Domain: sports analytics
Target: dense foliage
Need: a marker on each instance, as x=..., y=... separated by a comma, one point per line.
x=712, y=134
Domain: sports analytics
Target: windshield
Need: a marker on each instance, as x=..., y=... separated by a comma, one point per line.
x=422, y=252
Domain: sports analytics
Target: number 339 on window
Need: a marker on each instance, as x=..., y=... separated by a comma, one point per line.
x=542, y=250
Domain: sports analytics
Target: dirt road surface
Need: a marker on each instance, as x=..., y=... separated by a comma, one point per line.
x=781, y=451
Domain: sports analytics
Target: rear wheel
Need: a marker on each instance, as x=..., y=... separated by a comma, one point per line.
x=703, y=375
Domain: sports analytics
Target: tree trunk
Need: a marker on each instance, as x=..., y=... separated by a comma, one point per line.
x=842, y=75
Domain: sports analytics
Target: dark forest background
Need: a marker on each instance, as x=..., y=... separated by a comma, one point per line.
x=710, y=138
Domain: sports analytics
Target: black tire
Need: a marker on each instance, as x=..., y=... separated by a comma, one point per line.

= = = =

▸ **WHAT YOU SHOULD DO**
Quote the whole listing above, leaving nothing out.

▸ **EXERCISE ANSWER**
Domain: sports analytics
Target: dense foliage
Need: a marker on each instance, as x=..., y=... separated by a comma, one point per line.
x=712, y=134
Domain: sports analytics
Target: windshield
Need: a marker on each instance, as x=..., y=... separated by a comma, one point per line.
x=422, y=252
Domain: sports analytics
Target: number 339 on window
Need: a marker on each instance, as x=..., y=... separated by a comma, one point per line.
x=542, y=250
Domain: sports analytics
Target: dirt road surface
Need: a marker on each instance, as x=..., y=... separated by a comma, one point per line.
x=781, y=451
Domain: sports analytics
Target: rear wheel
Need: a marker on each instance, as x=..., y=... separated by a comma, one point per line.
x=703, y=375
Domain: sports analytics
Target: tree trunk
Need: a marker on each instance, as x=..., y=... separated by a comma, one point per line.
x=842, y=75
Domain: sports analytics
Target: dark forest background
Need: a marker on each instance, as x=..., y=... separated by a comma, one point per line.
x=710, y=138
Domain: sports analytics
Target: black tire
Need: a marker on each instance, as x=..., y=... separated by a comma, one point per line.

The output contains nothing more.